Among the entries below, find each line holding "window" and return it.

Records shown:

===

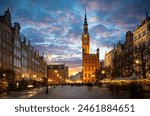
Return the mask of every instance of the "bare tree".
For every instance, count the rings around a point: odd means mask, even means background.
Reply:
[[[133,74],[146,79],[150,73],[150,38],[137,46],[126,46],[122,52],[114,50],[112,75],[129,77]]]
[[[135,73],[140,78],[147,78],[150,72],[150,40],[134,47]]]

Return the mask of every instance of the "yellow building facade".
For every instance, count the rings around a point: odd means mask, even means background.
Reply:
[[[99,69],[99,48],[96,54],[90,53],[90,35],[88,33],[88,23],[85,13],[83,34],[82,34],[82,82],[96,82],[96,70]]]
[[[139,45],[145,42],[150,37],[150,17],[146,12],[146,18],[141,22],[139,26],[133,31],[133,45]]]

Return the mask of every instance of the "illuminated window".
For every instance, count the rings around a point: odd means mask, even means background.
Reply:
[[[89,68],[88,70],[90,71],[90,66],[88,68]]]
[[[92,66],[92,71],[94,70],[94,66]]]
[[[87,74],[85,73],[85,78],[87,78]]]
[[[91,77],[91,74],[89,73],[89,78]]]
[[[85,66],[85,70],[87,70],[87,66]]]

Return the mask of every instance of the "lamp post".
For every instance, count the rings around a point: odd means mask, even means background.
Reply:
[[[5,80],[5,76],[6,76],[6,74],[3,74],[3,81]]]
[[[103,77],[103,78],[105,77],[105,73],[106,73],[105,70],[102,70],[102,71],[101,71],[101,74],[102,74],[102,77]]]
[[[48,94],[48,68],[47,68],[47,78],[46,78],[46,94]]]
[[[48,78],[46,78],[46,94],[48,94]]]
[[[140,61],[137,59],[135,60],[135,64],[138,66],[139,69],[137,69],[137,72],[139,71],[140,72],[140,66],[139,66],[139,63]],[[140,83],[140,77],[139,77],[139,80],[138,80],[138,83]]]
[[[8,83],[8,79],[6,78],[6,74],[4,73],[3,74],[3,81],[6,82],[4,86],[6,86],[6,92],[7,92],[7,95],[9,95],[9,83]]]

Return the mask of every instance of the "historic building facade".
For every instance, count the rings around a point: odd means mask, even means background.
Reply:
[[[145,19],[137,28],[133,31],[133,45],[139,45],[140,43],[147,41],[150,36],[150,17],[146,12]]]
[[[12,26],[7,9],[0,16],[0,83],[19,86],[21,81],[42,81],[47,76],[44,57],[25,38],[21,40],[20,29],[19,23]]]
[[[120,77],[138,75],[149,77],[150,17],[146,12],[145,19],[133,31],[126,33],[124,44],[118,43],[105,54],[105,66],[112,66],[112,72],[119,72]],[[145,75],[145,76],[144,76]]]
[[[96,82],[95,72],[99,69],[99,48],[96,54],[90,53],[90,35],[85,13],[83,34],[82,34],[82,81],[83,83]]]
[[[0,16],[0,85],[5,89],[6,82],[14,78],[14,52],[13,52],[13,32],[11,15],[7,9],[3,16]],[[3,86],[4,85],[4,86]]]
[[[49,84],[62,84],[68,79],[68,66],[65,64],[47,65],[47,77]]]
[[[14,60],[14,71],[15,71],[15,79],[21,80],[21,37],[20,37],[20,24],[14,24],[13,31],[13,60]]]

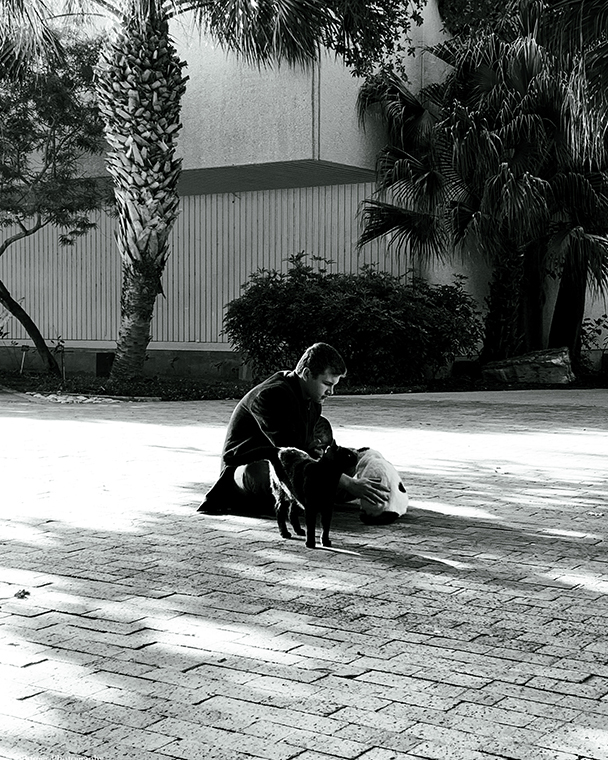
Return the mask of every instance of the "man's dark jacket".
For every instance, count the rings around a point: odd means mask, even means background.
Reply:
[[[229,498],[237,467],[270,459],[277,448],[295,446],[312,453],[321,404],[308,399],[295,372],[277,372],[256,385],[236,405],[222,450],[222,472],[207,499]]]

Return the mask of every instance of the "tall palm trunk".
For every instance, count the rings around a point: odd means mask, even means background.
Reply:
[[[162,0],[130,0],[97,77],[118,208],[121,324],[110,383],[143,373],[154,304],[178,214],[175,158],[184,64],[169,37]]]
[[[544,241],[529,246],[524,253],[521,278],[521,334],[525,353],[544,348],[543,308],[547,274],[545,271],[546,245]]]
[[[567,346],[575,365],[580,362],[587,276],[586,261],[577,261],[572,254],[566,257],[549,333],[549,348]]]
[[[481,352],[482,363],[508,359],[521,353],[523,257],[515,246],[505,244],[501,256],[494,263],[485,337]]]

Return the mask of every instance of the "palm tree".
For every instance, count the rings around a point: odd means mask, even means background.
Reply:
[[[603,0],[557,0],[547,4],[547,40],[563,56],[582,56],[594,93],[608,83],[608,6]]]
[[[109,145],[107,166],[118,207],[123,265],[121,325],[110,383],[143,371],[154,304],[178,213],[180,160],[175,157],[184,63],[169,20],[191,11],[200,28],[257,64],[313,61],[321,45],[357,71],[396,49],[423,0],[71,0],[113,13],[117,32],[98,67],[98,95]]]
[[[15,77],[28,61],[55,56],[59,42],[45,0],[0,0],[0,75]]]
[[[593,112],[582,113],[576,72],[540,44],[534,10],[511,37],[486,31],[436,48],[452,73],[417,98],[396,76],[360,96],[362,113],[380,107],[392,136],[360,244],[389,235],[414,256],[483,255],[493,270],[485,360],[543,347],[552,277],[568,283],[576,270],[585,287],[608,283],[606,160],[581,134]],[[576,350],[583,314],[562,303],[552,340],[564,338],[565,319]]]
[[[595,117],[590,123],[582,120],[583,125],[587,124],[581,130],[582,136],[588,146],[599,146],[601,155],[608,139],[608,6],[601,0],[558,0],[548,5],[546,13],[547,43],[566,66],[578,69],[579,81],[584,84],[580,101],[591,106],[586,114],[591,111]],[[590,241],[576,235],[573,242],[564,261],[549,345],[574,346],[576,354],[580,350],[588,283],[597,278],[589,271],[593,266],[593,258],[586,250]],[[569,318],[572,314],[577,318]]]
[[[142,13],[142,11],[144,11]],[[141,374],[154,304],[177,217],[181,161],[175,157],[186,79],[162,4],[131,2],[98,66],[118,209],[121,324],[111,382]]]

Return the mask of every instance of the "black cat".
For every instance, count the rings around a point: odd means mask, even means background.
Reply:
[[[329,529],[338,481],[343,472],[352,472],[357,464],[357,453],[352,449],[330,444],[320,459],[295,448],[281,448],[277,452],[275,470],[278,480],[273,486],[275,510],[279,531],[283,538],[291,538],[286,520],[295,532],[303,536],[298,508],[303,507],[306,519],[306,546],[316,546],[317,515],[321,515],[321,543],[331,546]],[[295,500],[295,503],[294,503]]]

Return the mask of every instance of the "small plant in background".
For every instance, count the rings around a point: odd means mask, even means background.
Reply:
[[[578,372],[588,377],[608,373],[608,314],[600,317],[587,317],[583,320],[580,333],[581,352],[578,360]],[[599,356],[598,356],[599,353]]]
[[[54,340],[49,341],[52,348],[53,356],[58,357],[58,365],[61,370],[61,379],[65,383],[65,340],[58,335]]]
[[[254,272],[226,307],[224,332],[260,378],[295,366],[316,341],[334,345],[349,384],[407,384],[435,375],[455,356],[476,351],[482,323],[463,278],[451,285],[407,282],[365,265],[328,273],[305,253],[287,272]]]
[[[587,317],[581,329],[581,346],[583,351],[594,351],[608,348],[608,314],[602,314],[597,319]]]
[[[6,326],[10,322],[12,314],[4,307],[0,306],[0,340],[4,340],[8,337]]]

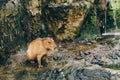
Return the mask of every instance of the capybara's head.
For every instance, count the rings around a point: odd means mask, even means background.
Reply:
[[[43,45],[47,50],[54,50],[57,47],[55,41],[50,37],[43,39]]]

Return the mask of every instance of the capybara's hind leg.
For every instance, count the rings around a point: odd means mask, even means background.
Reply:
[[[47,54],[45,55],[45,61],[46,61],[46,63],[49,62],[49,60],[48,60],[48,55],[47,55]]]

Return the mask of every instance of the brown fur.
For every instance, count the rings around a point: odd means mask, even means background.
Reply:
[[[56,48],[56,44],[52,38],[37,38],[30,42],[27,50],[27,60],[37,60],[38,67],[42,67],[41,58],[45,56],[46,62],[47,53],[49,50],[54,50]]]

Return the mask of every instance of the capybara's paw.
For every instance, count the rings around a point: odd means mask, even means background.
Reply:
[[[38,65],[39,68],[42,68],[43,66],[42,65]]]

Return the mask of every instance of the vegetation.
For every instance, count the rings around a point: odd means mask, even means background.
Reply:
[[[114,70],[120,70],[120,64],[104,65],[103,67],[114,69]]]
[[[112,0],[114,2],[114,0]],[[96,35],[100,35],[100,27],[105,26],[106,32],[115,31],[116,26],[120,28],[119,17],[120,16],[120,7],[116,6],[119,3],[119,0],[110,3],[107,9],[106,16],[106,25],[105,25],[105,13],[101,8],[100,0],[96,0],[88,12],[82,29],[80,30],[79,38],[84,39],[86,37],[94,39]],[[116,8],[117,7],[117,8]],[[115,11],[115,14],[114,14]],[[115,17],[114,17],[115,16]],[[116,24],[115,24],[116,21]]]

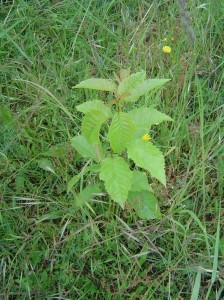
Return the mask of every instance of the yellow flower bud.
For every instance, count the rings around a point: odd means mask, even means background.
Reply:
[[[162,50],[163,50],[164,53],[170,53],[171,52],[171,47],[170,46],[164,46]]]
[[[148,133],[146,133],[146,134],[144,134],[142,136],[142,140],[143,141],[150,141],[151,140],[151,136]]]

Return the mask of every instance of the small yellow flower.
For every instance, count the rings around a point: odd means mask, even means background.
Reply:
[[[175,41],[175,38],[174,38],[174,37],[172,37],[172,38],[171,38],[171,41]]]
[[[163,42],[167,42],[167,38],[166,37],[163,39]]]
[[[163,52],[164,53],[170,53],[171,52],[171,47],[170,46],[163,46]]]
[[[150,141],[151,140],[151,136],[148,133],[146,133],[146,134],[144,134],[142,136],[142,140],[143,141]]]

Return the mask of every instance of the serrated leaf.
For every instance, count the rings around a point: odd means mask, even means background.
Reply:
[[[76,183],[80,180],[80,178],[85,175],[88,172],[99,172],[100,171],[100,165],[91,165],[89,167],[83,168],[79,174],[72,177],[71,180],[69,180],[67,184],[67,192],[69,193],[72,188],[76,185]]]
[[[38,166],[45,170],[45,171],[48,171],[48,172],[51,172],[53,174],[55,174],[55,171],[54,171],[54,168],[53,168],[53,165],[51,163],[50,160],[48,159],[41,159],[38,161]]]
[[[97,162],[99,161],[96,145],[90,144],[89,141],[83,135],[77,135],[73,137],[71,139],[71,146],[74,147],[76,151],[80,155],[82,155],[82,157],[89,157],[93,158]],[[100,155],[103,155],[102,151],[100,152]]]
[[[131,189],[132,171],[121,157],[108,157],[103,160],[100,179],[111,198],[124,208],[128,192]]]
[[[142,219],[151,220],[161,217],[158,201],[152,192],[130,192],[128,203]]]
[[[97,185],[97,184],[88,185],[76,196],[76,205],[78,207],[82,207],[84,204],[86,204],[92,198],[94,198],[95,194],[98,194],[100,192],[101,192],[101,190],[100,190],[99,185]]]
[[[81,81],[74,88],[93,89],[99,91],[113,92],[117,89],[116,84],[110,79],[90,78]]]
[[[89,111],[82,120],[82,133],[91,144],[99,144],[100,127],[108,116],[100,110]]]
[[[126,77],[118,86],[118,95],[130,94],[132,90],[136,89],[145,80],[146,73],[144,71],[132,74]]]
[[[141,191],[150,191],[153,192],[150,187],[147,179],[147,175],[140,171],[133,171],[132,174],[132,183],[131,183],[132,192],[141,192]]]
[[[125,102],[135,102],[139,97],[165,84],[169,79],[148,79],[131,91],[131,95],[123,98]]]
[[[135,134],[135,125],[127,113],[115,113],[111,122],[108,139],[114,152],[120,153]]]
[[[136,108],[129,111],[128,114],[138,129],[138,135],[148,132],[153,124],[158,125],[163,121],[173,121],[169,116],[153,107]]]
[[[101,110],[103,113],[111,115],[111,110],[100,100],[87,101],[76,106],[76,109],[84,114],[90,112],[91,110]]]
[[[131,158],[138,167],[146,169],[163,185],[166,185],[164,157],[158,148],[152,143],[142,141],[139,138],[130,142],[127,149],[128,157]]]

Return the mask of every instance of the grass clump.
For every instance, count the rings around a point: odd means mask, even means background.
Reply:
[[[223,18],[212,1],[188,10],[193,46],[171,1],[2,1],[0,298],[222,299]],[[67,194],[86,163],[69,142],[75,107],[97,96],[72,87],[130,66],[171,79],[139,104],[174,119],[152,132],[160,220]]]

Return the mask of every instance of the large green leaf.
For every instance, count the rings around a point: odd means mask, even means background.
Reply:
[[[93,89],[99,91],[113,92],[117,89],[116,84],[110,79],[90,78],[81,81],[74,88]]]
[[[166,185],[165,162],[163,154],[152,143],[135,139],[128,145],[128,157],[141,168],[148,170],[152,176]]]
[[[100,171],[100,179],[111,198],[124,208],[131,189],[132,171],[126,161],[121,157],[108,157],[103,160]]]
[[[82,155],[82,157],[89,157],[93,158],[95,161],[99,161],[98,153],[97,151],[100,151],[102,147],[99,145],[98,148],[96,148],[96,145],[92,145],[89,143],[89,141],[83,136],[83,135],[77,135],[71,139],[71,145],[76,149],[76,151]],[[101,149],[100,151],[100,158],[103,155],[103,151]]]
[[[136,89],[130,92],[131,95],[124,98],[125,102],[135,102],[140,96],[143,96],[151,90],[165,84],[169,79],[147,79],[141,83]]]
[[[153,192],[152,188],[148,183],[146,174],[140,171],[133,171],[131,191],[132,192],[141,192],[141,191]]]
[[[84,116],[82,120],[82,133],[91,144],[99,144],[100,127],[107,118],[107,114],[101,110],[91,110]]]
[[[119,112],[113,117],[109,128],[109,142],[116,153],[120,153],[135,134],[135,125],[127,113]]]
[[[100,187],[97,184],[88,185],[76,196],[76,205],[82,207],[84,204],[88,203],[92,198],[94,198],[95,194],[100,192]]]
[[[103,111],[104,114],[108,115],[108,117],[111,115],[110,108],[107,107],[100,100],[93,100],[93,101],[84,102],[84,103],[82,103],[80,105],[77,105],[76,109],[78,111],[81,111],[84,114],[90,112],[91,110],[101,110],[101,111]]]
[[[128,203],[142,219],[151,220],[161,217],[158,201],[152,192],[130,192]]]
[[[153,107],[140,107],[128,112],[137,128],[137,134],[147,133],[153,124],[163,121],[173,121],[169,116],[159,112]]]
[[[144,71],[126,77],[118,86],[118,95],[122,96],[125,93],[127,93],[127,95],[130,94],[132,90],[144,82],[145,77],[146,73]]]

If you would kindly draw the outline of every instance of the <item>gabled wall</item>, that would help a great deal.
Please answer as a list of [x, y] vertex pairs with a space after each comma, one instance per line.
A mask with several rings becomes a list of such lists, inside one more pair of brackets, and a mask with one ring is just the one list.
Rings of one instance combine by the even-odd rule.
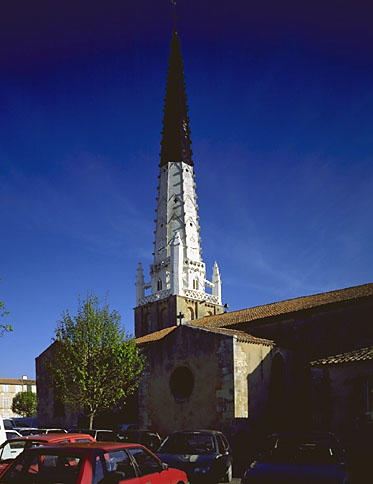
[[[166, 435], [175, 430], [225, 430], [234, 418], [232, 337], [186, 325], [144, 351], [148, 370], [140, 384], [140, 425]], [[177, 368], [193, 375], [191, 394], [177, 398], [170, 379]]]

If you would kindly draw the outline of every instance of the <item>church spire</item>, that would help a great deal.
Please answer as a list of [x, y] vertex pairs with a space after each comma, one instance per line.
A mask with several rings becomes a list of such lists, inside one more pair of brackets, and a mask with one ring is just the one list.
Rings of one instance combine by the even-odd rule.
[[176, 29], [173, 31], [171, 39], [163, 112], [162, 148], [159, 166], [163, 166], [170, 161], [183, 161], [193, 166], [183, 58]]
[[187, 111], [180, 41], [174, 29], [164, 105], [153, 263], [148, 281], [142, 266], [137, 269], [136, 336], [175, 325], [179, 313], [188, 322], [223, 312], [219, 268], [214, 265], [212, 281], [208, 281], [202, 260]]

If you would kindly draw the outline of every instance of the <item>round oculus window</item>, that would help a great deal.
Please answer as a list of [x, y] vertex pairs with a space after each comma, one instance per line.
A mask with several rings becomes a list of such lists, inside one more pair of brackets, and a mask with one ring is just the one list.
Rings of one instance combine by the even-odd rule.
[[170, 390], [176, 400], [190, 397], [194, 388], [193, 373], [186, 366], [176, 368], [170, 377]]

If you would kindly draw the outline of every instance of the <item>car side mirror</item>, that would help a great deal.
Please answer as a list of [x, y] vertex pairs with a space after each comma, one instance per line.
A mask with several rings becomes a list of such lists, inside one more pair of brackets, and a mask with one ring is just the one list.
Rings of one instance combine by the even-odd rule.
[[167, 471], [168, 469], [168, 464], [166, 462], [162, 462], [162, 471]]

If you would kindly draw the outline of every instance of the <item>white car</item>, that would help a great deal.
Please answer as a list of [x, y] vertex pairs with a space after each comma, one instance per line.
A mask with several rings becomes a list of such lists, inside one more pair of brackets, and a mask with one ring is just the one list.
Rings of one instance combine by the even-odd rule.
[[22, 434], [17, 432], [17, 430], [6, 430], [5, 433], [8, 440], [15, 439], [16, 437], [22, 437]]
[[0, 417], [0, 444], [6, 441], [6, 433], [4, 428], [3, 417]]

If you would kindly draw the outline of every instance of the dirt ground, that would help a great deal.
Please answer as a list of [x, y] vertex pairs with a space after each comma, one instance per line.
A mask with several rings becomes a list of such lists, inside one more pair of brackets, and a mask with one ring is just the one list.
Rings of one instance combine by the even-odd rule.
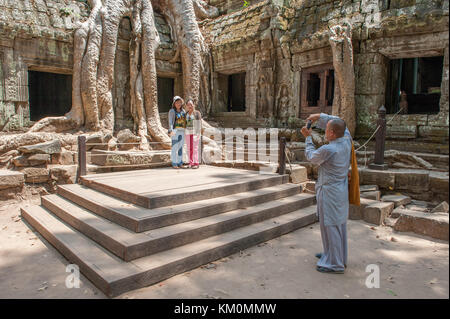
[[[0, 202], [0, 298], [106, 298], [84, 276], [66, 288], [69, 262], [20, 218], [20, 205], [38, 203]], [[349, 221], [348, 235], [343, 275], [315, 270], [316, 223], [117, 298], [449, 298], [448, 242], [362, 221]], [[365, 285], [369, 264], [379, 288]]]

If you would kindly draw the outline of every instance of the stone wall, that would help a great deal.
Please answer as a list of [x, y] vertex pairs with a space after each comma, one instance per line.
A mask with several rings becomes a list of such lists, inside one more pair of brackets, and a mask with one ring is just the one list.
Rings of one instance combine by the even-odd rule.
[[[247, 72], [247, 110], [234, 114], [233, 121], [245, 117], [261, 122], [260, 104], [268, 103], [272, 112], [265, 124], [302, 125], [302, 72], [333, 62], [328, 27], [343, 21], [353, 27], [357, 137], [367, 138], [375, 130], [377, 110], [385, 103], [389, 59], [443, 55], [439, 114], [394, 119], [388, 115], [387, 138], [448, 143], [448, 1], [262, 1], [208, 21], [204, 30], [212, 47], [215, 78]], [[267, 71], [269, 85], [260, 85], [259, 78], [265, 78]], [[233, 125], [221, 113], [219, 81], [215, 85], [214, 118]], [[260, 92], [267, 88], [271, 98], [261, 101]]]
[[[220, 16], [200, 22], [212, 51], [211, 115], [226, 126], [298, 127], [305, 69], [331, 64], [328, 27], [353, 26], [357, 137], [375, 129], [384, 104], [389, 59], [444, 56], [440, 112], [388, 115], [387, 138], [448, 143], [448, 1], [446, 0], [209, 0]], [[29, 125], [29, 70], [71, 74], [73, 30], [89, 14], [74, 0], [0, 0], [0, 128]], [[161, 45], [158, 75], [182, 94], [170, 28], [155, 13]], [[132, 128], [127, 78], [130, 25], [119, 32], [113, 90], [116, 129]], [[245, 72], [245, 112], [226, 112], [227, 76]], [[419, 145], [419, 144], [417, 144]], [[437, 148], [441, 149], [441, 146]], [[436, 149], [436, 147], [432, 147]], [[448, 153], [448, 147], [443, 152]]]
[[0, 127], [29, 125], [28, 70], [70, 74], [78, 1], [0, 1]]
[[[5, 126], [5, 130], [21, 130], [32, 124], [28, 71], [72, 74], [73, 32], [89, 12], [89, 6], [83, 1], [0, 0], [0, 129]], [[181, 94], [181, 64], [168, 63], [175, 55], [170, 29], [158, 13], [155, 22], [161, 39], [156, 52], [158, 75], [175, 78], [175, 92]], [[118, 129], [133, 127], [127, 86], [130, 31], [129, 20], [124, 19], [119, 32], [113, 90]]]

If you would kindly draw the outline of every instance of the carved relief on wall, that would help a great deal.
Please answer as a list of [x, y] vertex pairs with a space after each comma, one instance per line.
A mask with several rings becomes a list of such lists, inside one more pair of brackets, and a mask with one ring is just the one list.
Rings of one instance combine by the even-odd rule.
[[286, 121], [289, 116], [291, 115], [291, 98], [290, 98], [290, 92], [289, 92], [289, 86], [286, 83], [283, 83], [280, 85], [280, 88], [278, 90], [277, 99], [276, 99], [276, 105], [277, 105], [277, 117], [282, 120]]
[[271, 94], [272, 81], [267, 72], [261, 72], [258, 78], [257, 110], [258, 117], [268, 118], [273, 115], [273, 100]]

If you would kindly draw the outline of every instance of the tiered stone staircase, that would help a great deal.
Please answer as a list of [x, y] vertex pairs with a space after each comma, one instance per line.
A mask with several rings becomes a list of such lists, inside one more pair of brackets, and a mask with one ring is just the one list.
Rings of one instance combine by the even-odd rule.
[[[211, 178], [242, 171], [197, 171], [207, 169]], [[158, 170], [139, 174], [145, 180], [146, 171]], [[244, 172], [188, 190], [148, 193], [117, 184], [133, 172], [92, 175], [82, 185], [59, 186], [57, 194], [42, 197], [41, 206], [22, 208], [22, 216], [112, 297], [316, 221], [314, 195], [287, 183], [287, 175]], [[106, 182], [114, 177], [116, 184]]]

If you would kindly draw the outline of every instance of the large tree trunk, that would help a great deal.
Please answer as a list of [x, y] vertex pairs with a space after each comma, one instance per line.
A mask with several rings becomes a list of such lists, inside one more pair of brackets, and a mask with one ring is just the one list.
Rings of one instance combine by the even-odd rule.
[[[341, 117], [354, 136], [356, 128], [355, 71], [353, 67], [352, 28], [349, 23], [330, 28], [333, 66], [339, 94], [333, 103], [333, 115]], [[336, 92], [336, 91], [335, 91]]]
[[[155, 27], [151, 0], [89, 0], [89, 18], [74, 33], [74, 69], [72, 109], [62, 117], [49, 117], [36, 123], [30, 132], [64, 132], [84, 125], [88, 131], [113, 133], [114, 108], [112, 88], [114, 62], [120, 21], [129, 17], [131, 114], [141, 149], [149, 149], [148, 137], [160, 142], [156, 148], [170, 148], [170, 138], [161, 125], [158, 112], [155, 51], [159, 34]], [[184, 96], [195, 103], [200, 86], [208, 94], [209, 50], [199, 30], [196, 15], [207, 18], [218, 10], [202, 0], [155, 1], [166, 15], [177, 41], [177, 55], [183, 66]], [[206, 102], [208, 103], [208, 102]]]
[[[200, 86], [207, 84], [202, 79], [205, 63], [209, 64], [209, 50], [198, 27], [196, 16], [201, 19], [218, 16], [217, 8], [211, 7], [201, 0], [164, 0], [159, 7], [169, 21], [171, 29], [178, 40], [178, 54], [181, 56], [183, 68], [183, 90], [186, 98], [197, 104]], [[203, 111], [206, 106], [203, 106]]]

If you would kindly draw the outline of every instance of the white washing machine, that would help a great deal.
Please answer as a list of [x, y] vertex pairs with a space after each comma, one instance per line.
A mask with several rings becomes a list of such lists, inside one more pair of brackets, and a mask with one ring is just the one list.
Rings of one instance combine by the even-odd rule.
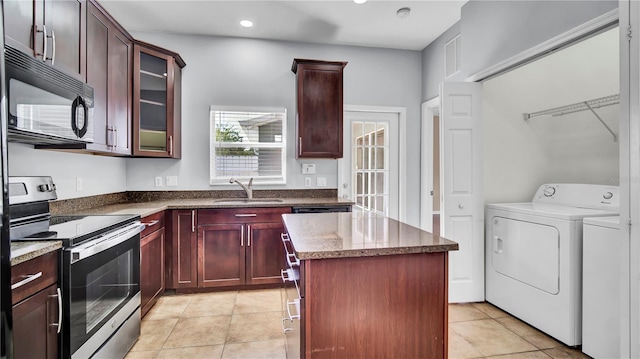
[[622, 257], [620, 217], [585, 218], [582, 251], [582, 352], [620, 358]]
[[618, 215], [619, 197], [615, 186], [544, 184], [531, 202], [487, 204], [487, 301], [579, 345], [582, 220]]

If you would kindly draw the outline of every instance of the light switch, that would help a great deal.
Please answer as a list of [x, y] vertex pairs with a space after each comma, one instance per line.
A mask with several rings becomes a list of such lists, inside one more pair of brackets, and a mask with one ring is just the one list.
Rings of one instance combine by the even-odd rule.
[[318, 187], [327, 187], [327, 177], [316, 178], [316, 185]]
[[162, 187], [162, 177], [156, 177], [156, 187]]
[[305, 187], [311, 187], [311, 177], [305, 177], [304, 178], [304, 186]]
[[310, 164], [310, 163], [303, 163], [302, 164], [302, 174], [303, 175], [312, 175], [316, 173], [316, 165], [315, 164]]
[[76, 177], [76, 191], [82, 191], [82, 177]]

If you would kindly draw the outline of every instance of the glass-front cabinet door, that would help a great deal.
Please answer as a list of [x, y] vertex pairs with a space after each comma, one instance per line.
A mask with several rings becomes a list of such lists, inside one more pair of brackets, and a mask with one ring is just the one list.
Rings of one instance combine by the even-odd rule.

===

Result of the exercise:
Return the mask of every instance of the "illuminated window".
If you would kindly draw the outline of every instance of the <item>round oculus window</item>, that would help a great deal.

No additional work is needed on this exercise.